■ WHAT THE TASK REQUIRES ■
In the records below, take the lines from the one holding "Where can the police officer be" through the one holding "x=753, y=141", inclusive, and write them out again with "Drop" changed to "Place" and nothing else altered. Give only those lines.

※

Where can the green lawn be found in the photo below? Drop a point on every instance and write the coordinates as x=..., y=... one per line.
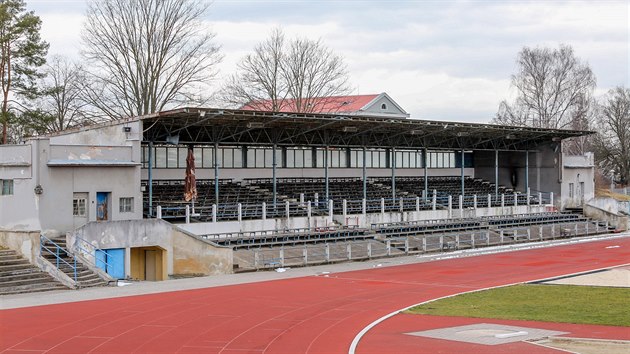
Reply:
x=550, y=303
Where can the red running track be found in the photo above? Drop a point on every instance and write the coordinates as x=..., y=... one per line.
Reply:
x=315, y=314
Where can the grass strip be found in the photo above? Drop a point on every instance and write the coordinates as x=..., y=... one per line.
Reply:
x=537, y=302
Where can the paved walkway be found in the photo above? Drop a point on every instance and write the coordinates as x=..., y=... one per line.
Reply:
x=320, y=313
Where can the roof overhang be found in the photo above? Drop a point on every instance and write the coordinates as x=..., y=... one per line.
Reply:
x=244, y=127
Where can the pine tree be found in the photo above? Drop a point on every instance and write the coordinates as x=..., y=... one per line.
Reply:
x=22, y=53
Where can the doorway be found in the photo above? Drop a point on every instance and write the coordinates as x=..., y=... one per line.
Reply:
x=148, y=263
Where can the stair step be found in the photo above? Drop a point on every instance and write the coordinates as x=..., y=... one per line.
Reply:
x=20, y=289
x=15, y=261
x=34, y=279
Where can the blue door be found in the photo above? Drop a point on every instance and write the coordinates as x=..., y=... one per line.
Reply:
x=102, y=206
x=112, y=261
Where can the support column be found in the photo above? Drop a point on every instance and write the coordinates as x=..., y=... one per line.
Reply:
x=496, y=173
x=216, y=173
x=393, y=162
x=364, y=175
x=462, y=172
x=273, y=176
x=527, y=173
x=151, y=179
x=426, y=178
x=326, y=170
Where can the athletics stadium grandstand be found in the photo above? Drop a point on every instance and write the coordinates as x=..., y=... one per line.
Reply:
x=279, y=188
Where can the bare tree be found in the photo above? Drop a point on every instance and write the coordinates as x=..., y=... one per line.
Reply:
x=552, y=88
x=260, y=82
x=612, y=143
x=146, y=55
x=287, y=74
x=22, y=52
x=62, y=94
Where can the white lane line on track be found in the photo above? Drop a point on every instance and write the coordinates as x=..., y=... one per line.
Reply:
x=359, y=336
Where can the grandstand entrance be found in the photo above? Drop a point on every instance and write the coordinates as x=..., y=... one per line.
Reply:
x=148, y=263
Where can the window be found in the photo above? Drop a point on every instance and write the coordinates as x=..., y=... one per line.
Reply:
x=78, y=206
x=126, y=205
x=7, y=186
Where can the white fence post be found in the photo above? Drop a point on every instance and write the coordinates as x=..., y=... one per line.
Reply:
x=264, y=206
x=330, y=210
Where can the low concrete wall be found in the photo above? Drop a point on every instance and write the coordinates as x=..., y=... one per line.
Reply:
x=605, y=209
x=186, y=253
x=25, y=243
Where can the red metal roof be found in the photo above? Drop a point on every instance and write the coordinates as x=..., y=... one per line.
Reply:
x=333, y=104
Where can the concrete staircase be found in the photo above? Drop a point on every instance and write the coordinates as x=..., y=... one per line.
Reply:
x=85, y=277
x=18, y=276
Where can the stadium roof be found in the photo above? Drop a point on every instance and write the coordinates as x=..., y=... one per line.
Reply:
x=246, y=127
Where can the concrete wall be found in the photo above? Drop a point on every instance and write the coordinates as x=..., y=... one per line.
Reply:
x=185, y=253
x=578, y=180
x=606, y=209
x=545, y=174
x=25, y=243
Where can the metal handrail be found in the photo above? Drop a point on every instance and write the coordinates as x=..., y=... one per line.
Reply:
x=43, y=238
x=95, y=249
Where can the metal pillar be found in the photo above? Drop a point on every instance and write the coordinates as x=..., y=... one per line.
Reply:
x=326, y=170
x=364, y=175
x=527, y=172
x=462, y=172
x=150, y=179
x=216, y=173
x=273, y=174
x=496, y=173
x=426, y=178
x=393, y=162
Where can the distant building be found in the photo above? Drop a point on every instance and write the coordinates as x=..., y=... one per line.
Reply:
x=376, y=105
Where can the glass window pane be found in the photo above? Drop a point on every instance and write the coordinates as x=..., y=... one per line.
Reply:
x=181, y=160
x=160, y=157
x=227, y=157
x=290, y=158
x=308, y=158
x=207, y=158
x=251, y=157
x=320, y=158
x=238, y=158
x=171, y=157
x=299, y=158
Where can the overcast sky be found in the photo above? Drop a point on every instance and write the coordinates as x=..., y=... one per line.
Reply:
x=445, y=60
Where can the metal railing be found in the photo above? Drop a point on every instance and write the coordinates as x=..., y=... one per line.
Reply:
x=57, y=251
x=84, y=247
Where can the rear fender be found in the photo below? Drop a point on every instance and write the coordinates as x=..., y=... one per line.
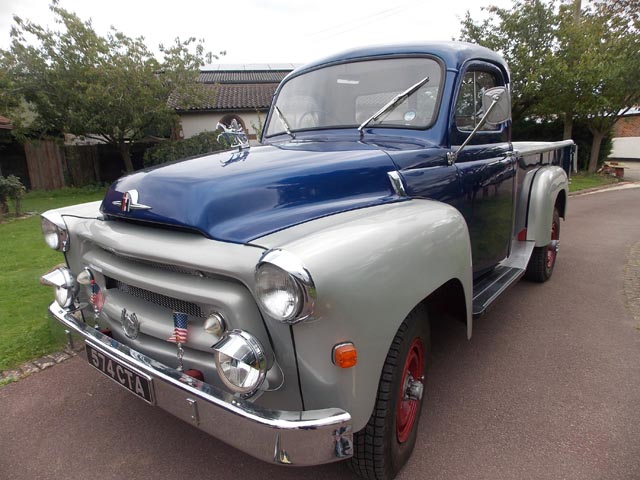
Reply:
x=549, y=183
x=371, y=267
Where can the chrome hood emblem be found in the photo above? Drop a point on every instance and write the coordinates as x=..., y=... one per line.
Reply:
x=130, y=202
x=130, y=324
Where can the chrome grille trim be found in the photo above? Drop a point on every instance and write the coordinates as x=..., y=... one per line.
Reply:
x=173, y=304
x=167, y=267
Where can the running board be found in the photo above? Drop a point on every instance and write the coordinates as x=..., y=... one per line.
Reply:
x=489, y=287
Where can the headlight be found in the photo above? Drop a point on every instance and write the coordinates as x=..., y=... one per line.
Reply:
x=240, y=361
x=55, y=231
x=284, y=287
x=65, y=286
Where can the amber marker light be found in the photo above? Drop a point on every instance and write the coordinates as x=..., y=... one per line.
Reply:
x=345, y=355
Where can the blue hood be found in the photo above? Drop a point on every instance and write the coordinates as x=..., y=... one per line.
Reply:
x=240, y=196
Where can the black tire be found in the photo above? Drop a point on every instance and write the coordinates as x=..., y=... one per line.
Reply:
x=379, y=452
x=543, y=259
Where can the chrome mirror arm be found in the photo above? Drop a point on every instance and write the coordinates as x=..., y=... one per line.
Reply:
x=452, y=156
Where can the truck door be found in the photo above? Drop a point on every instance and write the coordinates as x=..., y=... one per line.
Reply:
x=486, y=169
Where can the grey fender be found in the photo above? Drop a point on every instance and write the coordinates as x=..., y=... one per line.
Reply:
x=371, y=267
x=548, y=184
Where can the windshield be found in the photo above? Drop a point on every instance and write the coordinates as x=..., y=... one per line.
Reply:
x=346, y=95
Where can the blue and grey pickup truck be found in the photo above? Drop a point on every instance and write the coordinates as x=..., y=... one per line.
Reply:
x=279, y=296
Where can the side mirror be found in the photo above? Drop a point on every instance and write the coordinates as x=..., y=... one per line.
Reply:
x=501, y=111
x=496, y=104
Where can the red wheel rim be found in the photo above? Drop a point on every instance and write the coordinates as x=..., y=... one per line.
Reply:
x=551, y=251
x=407, y=410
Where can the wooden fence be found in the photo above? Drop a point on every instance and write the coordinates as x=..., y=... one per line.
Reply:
x=45, y=165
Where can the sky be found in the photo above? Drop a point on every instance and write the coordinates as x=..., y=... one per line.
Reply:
x=262, y=31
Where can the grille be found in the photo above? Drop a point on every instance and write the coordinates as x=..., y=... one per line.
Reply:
x=173, y=304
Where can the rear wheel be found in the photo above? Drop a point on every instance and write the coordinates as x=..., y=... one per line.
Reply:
x=383, y=447
x=543, y=259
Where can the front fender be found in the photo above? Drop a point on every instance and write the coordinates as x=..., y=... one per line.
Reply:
x=371, y=267
x=548, y=184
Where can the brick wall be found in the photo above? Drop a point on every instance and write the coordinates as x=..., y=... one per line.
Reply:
x=628, y=126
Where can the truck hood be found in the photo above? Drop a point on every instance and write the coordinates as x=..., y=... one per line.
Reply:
x=238, y=196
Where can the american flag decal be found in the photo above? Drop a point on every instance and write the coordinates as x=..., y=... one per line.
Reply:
x=96, y=299
x=180, y=321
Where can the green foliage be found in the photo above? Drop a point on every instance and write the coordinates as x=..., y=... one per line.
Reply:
x=108, y=88
x=551, y=130
x=204, y=142
x=11, y=188
x=25, y=330
x=524, y=35
x=571, y=61
x=583, y=181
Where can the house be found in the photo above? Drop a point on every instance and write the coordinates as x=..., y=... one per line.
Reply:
x=626, y=136
x=232, y=92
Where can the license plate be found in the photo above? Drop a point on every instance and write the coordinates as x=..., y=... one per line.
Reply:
x=137, y=383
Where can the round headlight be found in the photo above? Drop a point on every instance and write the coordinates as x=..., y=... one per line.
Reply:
x=277, y=292
x=64, y=286
x=54, y=231
x=284, y=287
x=240, y=362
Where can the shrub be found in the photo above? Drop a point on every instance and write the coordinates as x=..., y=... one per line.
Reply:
x=204, y=142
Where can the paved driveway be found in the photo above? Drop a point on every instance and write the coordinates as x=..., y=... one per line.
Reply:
x=547, y=388
x=632, y=171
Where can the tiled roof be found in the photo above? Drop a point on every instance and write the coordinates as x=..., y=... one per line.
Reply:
x=271, y=76
x=230, y=97
x=235, y=87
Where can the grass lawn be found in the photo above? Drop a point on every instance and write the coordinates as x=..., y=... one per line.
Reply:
x=25, y=329
x=582, y=181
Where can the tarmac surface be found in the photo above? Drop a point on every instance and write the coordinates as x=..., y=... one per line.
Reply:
x=547, y=388
x=632, y=170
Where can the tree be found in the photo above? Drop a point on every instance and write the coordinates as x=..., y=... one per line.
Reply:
x=581, y=63
x=609, y=70
x=524, y=35
x=110, y=88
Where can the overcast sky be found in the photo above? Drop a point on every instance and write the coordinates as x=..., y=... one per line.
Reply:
x=263, y=31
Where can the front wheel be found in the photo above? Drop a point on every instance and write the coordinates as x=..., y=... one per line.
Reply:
x=385, y=444
x=543, y=259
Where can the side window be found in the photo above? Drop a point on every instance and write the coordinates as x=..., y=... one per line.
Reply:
x=469, y=103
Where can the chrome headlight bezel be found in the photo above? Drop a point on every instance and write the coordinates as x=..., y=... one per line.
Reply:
x=294, y=275
x=237, y=349
x=64, y=284
x=54, y=231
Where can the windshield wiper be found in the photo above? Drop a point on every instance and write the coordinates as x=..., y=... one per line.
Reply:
x=392, y=103
x=284, y=122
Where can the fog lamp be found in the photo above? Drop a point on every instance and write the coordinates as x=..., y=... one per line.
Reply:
x=240, y=362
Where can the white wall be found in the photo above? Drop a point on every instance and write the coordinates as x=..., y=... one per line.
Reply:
x=195, y=123
x=626, y=147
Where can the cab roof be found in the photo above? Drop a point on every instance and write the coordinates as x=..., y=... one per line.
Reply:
x=453, y=54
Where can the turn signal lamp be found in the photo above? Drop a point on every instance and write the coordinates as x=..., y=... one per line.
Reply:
x=345, y=355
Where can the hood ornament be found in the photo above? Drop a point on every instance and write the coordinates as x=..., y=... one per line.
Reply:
x=130, y=202
x=233, y=135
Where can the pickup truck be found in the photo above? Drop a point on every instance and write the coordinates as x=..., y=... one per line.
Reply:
x=278, y=296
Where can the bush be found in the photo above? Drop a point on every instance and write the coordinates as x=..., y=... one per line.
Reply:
x=10, y=188
x=204, y=142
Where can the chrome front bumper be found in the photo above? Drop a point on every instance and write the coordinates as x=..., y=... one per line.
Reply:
x=291, y=438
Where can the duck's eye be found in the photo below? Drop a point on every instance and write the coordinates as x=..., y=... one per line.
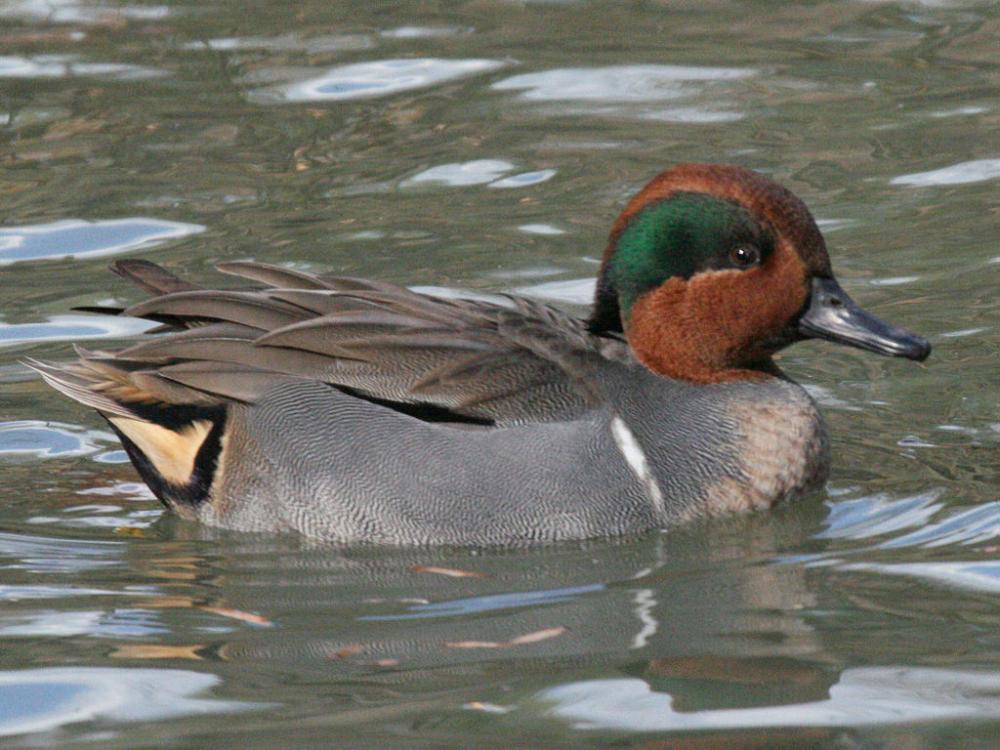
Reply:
x=744, y=256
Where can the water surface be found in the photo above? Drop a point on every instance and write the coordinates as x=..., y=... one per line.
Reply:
x=487, y=147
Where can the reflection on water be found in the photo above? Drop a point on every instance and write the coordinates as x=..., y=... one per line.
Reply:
x=471, y=150
x=594, y=89
x=73, y=238
x=956, y=174
x=64, y=66
x=880, y=695
x=40, y=700
x=71, y=328
x=378, y=78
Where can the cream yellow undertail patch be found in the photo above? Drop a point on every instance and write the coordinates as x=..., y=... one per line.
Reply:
x=172, y=452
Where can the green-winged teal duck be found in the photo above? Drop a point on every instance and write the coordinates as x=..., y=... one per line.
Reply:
x=353, y=410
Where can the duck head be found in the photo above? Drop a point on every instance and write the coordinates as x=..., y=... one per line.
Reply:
x=711, y=269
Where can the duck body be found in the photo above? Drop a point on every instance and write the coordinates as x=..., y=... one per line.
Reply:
x=358, y=411
x=350, y=470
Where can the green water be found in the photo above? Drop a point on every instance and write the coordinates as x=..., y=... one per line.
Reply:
x=488, y=146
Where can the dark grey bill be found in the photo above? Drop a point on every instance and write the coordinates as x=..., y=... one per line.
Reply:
x=834, y=316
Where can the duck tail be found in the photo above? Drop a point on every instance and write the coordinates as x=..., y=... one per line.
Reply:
x=175, y=447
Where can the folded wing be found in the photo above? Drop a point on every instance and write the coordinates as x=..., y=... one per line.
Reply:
x=436, y=358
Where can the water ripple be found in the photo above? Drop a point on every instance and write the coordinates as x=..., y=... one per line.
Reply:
x=72, y=328
x=376, y=78
x=629, y=86
x=66, y=66
x=965, y=172
x=861, y=697
x=39, y=700
x=76, y=238
x=875, y=515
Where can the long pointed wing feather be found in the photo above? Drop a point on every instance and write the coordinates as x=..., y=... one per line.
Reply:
x=506, y=363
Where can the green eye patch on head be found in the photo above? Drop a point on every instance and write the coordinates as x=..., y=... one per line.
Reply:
x=680, y=236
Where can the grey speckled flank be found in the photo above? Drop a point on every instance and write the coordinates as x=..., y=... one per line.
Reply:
x=266, y=410
x=328, y=465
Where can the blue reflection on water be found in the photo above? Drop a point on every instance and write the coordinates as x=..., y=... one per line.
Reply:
x=75, y=238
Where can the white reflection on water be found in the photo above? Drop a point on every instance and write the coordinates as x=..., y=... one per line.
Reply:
x=861, y=697
x=617, y=83
x=42, y=554
x=524, y=179
x=573, y=291
x=72, y=328
x=287, y=42
x=33, y=437
x=979, y=170
x=628, y=86
x=875, y=515
x=543, y=229
x=461, y=174
x=76, y=238
x=377, y=78
x=65, y=66
x=76, y=11
x=117, y=623
x=39, y=700
x=423, y=32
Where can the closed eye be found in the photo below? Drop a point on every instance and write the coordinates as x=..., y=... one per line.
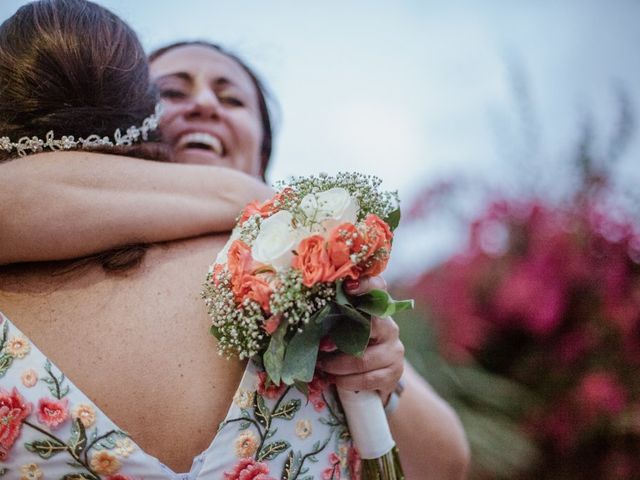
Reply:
x=172, y=94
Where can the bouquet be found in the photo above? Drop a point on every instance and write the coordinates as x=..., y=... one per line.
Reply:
x=275, y=290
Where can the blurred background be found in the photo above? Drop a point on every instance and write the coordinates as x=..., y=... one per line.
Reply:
x=509, y=129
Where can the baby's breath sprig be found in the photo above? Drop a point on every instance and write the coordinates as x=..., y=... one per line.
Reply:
x=237, y=328
x=365, y=188
x=297, y=302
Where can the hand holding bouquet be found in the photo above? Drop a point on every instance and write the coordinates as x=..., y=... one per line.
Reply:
x=275, y=290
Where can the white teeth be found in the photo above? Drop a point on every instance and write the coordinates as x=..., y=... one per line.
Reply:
x=202, y=138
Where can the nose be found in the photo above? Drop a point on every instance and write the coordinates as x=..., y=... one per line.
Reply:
x=205, y=105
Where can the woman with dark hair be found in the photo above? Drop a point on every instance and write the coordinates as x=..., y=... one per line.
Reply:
x=215, y=114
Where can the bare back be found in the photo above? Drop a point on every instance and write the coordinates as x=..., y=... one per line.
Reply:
x=136, y=343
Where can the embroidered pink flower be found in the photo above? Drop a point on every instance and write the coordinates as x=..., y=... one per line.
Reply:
x=29, y=377
x=85, y=413
x=13, y=411
x=333, y=472
x=104, y=463
x=18, y=346
x=246, y=444
x=30, y=471
x=249, y=469
x=271, y=391
x=52, y=412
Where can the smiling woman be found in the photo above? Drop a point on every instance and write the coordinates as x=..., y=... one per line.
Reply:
x=215, y=107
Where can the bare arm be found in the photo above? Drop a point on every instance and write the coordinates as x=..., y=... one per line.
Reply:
x=64, y=205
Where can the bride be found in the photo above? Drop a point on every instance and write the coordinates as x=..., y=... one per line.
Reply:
x=132, y=342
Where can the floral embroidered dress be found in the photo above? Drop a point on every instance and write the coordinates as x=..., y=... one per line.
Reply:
x=50, y=430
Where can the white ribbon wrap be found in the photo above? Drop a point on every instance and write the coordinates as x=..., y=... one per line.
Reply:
x=367, y=422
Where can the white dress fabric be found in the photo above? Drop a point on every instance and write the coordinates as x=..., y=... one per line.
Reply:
x=50, y=430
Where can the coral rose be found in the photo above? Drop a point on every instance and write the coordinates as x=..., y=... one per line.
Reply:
x=271, y=390
x=52, y=412
x=313, y=261
x=13, y=411
x=249, y=469
x=378, y=241
x=344, y=241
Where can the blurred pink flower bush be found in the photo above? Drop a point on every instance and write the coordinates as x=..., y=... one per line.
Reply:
x=549, y=297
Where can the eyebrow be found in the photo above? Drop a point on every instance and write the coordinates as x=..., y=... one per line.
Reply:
x=222, y=81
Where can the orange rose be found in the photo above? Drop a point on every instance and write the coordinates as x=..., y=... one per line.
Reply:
x=239, y=260
x=378, y=238
x=255, y=288
x=313, y=261
x=344, y=240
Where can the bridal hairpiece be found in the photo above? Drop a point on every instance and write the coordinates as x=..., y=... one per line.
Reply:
x=26, y=145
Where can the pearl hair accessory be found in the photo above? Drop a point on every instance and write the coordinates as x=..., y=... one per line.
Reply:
x=27, y=145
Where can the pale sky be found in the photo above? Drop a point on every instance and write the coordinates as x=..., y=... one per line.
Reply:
x=414, y=91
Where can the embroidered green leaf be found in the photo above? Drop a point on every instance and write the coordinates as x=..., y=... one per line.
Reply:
x=55, y=384
x=79, y=476
x=288, y=410
x=108, y=440
x=302, y=351
x=46, y=448
x=287, y=470
x=272, y=450
x=351, y=334
x=78, y=440
x=274, y=356
x=5, y=362
x=261, y=411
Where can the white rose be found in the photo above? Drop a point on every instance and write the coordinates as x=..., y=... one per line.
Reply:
x=222, y=254
x=330, y=208
x=276, y=240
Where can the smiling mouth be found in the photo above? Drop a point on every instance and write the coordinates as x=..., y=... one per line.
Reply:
x=201, y=141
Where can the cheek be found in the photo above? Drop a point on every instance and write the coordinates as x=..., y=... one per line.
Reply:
x=170, y=115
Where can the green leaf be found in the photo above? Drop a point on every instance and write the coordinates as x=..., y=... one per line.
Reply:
x=261, y=411
x=46, y=448
x=78, y=440
x=302, y=351
x=393, y=219
x=288, y=410
x=272, y=450
x=379, y=303
x=274, y=356
x=351, y=333
x=5, y=362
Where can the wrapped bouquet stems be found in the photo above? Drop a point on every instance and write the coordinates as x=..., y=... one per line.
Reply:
x=275, y=291
x=371, y=435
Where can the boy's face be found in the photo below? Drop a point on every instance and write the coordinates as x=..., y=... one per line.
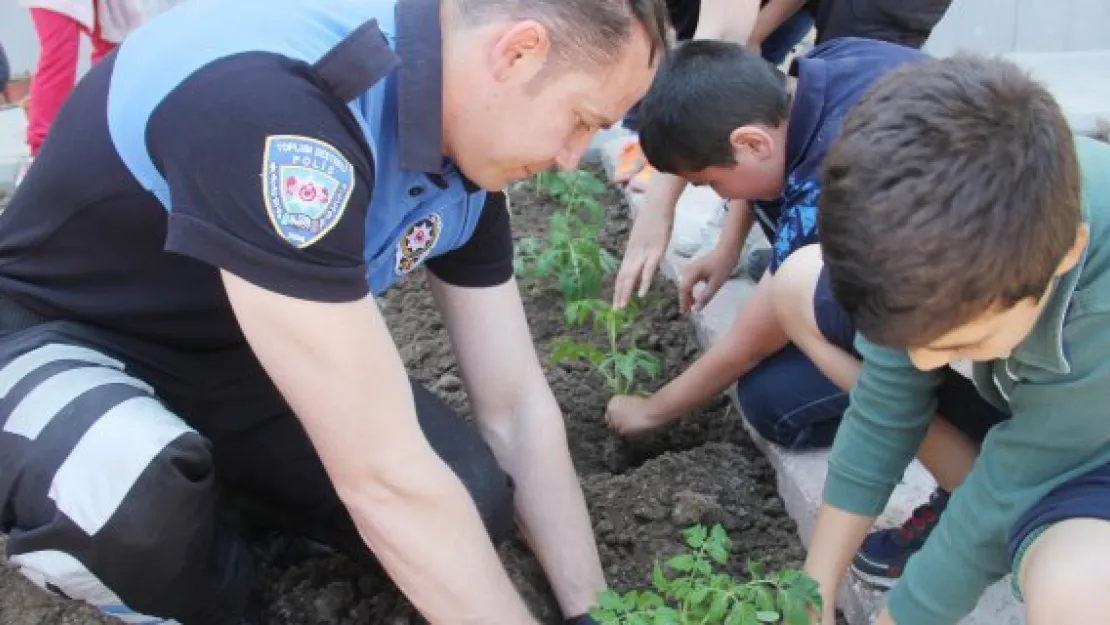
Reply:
x=759, y=168
x=996, y=333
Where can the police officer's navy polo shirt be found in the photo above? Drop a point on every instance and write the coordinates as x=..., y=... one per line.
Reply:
x=831, y=78
x=294, y=143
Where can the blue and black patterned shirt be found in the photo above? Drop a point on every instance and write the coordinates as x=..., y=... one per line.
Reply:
x=831, y=78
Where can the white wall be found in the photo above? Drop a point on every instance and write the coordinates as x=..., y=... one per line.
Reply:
x=1022, y=26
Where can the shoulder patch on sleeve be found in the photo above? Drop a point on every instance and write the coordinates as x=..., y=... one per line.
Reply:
x=306, y=187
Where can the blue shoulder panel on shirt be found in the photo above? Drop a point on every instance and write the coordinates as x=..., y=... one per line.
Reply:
x=306, y=188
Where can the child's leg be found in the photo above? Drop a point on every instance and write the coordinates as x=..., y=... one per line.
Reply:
x=59, y=38
x=100, y=46
x=1061, y=552
x=797, y=397
x=811, y=318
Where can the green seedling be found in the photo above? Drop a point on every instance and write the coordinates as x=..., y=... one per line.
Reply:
x=573, y=255
x=576, y=191
x=622, y=366
x=689, y=590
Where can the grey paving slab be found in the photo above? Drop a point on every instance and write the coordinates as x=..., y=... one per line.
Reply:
x=801, y=475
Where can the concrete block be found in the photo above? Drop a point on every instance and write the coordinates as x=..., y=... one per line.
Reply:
x=800, y=475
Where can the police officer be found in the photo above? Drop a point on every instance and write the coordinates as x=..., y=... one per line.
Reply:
x=187, y=300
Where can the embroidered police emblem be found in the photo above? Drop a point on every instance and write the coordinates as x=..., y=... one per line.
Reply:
x=306, y=187
x=417, y=241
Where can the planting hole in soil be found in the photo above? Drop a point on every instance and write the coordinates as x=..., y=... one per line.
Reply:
x=643, y=493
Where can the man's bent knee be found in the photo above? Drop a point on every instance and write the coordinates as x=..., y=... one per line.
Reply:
x=108, y=495
x=794, y=286
x=460, y=445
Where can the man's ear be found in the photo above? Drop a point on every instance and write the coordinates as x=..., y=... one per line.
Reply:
x=520, y=51
x=1082, y=238
x=753, y=141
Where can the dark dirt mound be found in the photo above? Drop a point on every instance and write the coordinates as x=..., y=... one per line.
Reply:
x=641, y=493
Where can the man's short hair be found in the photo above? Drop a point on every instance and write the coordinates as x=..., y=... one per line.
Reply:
x=951, y=191
x=702, y=93
x=593, y=31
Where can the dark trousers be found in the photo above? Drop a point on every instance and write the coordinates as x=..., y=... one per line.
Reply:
x=775, y=49
x=117, y=456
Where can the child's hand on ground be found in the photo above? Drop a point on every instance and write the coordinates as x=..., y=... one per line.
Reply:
x=713, y=270
x=629, y=414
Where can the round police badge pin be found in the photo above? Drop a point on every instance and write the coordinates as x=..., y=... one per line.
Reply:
x=306, y=187
x=416, y=242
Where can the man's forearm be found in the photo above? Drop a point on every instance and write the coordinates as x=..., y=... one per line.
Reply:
x=755, y=334
x=737, y=227
x=551, y=507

※

■ COMPLETE ANSWER ■
Where can the police officer be found in the photo above? Place a point on every instance and write the coordinates as x=..., y=... one per line.
Reply:
x=187, y=300
Where can the embroidered police emblem be found in the photo above? Place a point on every instance and write the coordinates as x=..., y=... one per line.
Reply:
x=306, y=187
x=417, y=241
Where can the planting hole in soil be found in the photo above? Place a point on every instance and write the coordinates as x=..., y=... one per line.
Reply:
x=643, y=493
Where can the man's bent knee be found in the photo above? Place a point on every instance and write the coordinates as x=..., y=... one per line.
Reply:
x=108, y=495
x=794, y=286
x=460, y=445
Where can the man's ear be found in the photo above? Place a point on every instance and write the coordinates as x=..., y=... one per line.
Reply:
x=520, y=51
x=1082, y=238
x=753, y=141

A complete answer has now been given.